- [Data in this exercise]
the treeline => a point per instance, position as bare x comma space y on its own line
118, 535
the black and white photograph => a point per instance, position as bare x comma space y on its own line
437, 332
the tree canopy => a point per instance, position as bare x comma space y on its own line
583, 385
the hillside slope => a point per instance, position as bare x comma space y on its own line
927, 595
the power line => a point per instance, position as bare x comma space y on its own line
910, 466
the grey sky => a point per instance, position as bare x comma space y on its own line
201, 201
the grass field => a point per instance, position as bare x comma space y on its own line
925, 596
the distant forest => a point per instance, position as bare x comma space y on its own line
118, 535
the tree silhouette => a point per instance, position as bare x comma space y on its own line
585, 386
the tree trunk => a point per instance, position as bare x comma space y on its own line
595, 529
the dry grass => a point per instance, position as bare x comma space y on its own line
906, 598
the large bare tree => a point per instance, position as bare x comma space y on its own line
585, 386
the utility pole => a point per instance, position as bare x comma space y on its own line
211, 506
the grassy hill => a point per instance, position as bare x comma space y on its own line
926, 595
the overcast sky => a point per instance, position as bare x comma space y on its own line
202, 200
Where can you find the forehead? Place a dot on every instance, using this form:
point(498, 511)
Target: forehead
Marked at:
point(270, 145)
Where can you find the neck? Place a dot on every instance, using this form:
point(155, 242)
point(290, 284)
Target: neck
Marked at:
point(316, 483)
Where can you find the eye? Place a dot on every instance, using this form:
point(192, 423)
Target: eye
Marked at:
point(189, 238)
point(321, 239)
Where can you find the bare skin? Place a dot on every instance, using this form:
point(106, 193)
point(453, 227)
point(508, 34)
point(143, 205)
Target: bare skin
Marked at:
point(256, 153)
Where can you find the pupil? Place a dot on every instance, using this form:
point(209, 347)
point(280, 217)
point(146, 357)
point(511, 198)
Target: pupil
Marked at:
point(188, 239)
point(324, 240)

- [What needs to be done]
After locating the line containing "point(155, 242)", write out that line and all remaining lines of the records exactly, with nothing added.

- [Exercise result]
point(155, 242)
point(290, 284)
Target: neck
Marked at:
point(316, 483)
Where can you find the eye? Place a dot on every instance, using this form:
point(192, 423)
Target: eye
Marked at:
point(189, 238)
point(321, 239)
Where can you find the bare skin? Place a dot on every instance, using this form:
point(106, 193)
point(453, 227)
point(508, 34)
point(143, 205)
Target: bare skin
Marked at:
point(256, 153)
Where can you find the pupil? Place a dot on every instance, using this form:
point(209, 347)
point(280, 217)
point(146, 357)
point(511, 198)
Target: pupil
Marked at:
point(188, 239)
point(324, 240)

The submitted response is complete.